Page excerpt:

______________________________

I'm hoping college is a better experience for them.


Your description of "anti-social" girls is off. That's just a girl who knows who she is and is okay hanging out on her own. Those are actually good qualities. It's just irritating to you during the awkward, anxious jockeying for friends that tweens engage in, because you want these kids to hang out with your kid, who may be less discerning about friends and just want someone to hang out with. Which is also fine, and can also be a good quality to serves her well..

But I'd like to discourage people from thinking that any child who doesn't hit it off with your kid or doesn't want to be friends with your kid is "mean" or "anti-social." Are you friends with literally every woman your age in your general vicinity? I am not. It's okay for kids to have preferences, to sometimes choose to be alone rather than play with someone whose interests are different than theirs, or to have niche interests that excite them even if it's not what everyone is doing.


Fine. The point is - it’s not that easy to just “find other friends.” Plenty of girls are not even really looking for friends.


Do you think you (or your DD) may be looking for too much in friends?

My tween DD has kind of a hodgepodge collection of friends in different settings, no really "friend group" and definitely no best friend. She's got 2-3 kids at school she likes and spends recess and aftercare with. Two are girls and one is a boy. I don't even think these kids are friends with each other, so DD kind of rotates through them. We see them occasionally outside of school but not that often, maybe once or twice a month (everyone is just busy with activities and other stuff, it's hard to coordinate).

She also has a group of girls in an activity she has been doing for years who she is very friendly with. It's not through school and none of these other girls go to her same school. She's actually never socialized with any of those girls outside of that activity. But she has a great time with them when they are together. In the last two years it's gone from a once a week activity to three times a week, so this is actually a lot of time with these girls. Some will likely be in the same MS with DD and I could see them socializing at school for sure.

Then she has a handful of friends who are really sort of like cousins. These are kids of our good friends who we've known since any of us had kids, and then we all had daughters within a few years of each other. Some of these girls are older, some are younger. They've known each other since they were babies. The dynamics are super different than friends she's met through school or activities, but in a good way. It's understood we are going to socialize with these families no matter what, so the kids have been highly incentivized to get along and like each other (so like cousins). We expect them to largely entertain themselves while the adults socialize, which also changes the dynamic in a good way.

So lots of friends, but not a best friend or a solid friend group or even really any friends who overlap with more than one sphere of her life. But it's enough socializing, she gets along with all of them, and she seems happy socially despite being an only child. The key for us is never expecting too much from any one relationship and letting these friendships be whatever they are naturally without pushing to hard to make them bigger or closer.
Anonymous
Post 09/17/2025 11:20     Subject: Are most girls just mean?

______________________________

Data supplied:
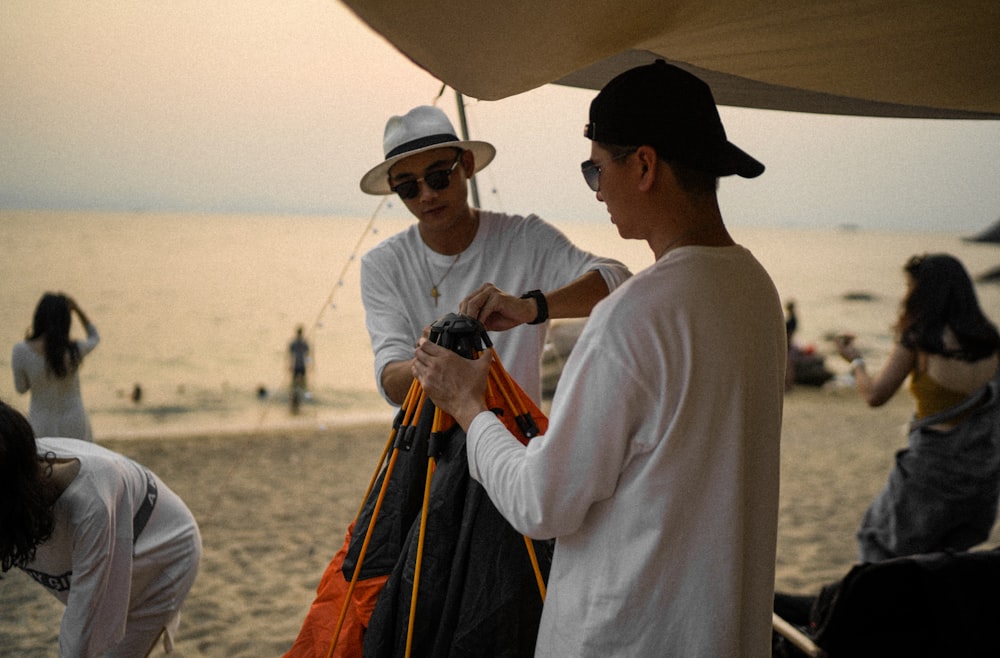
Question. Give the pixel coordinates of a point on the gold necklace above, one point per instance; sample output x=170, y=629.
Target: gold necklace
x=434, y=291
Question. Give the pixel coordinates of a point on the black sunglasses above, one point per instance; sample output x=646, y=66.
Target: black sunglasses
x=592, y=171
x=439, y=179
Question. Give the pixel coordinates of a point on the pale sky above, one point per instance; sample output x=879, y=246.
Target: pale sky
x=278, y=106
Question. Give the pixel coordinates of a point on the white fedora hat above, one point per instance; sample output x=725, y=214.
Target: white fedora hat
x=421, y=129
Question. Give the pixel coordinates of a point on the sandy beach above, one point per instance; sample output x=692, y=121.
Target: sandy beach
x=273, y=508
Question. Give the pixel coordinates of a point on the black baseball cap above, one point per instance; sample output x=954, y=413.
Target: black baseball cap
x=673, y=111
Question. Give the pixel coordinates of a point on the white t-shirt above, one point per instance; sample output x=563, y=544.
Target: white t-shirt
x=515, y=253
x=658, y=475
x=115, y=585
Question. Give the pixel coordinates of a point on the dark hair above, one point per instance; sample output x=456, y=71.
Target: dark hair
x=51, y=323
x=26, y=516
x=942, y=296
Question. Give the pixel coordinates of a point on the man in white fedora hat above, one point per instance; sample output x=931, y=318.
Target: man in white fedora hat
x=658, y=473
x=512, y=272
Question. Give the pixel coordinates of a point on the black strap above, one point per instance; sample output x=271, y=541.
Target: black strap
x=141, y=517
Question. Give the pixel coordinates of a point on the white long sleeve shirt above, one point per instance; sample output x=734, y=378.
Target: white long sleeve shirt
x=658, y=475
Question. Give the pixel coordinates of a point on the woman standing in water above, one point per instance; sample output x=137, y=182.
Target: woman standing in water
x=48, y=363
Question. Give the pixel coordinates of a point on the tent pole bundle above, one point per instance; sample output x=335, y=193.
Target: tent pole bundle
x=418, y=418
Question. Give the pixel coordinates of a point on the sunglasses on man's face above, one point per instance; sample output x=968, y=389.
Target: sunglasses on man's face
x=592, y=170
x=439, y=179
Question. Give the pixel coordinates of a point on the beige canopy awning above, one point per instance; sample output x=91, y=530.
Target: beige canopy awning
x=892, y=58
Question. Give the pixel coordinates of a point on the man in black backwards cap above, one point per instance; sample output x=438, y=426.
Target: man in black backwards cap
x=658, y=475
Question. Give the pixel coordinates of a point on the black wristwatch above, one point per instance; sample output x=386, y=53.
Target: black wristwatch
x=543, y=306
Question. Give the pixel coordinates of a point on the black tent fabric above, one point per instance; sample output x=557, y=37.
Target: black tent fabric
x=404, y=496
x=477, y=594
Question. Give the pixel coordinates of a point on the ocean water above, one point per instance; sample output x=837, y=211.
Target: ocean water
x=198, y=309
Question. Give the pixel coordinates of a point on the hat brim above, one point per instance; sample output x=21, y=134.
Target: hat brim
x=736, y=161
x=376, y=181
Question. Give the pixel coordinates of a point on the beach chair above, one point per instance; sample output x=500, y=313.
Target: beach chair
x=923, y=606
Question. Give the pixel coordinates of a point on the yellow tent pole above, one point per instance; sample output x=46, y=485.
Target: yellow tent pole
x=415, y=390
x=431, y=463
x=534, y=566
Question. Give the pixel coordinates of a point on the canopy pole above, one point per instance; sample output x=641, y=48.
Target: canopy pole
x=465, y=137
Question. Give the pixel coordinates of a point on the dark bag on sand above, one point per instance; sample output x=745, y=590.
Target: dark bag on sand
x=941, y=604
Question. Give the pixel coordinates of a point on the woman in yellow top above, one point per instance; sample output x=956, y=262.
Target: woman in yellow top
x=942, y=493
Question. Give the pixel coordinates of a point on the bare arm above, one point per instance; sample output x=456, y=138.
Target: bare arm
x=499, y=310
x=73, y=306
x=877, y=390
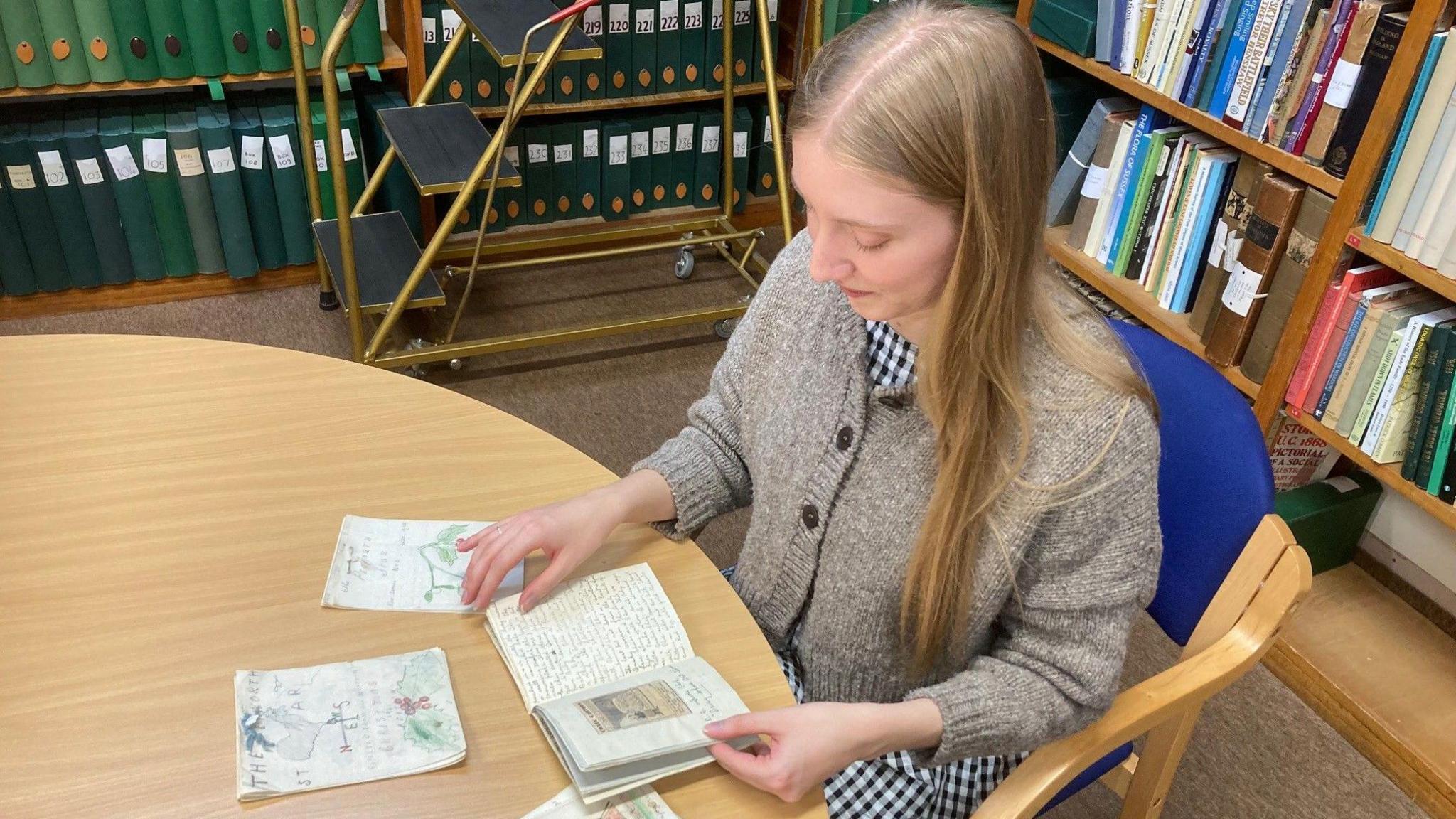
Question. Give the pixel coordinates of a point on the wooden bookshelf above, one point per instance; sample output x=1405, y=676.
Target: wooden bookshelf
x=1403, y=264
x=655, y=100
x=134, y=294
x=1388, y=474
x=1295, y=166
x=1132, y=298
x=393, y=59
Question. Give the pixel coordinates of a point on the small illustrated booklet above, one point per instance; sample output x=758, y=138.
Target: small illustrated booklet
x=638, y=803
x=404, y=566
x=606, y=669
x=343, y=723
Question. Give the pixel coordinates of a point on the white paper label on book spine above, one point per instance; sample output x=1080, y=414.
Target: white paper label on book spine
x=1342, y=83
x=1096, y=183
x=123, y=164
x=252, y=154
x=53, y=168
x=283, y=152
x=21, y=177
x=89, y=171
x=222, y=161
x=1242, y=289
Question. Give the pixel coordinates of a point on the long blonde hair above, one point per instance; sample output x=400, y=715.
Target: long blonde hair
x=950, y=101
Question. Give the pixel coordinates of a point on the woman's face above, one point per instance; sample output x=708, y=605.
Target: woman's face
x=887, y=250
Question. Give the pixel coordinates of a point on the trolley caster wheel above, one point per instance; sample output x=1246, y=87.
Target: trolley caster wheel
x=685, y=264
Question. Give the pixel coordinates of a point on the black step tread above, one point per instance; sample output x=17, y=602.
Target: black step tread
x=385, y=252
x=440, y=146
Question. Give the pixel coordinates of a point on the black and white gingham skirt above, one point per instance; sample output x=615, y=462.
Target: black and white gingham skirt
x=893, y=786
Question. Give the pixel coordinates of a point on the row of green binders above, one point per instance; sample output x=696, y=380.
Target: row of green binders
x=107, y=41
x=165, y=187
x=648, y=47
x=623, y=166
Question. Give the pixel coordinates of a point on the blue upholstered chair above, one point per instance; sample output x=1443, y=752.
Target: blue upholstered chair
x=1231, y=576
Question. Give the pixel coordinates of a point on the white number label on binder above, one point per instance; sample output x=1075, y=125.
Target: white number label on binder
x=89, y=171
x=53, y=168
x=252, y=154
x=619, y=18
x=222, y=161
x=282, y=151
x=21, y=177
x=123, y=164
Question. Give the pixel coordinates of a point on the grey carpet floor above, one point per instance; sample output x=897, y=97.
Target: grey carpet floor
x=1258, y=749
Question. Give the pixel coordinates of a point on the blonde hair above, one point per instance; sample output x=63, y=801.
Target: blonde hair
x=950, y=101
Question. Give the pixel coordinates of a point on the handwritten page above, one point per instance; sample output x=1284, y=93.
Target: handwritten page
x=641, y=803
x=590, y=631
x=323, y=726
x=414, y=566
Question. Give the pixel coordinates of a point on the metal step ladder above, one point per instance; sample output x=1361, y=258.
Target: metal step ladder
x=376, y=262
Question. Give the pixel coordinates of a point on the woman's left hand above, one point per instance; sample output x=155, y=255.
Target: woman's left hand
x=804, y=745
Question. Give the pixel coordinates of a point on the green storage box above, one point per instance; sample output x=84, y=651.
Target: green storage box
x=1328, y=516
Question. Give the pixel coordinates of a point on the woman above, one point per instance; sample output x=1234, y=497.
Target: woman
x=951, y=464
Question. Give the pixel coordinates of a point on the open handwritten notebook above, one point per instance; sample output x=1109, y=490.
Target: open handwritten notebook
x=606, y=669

______________________________

Set exercise 1: List each separate set of friends that the forum thread says the poster's tween daughter has.
Set exercise 2: In the forum thread, rewrite the passage that begins at "But I'd like" and stops after "everyone is doing.", with "girl" in place of "child".

Correct answer 1:
- A few kids at school she spends recess and aftercare with
- A group of girls from an activity she has done for years outside school
- The daughters of the family's good friends, who are like cousins to her

Correct answer 2:
But I'd like to discourage people from thinking that any girl who doesn't hit it off with your kid or doesn't want to be friends with your kid is "mean" or "anti-social." Are you friends with literally every woman your age in your general vicinity? I am not. It's okay for kids to have preferences, to sometimes choose to be alone rather than play with someone whose interests are different than theirs, or to have niche interests that excite them even if it's not what everyone is doing.